*** Opening Extracted entries ***

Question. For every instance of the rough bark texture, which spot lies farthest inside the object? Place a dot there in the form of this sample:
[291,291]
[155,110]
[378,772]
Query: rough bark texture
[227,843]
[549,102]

*** Closing Extracted entries ***

> [Action item]: All records above must be returned exactly as they appear.

> [Task output]:
Question. For every instance of the rough bark texture, which spot lies farthest inside the object? Place a dot there in the form of this sample:
[291,291]
[155,110]
[378,772]
Query: rough bark texture
[227,843]
[549,102]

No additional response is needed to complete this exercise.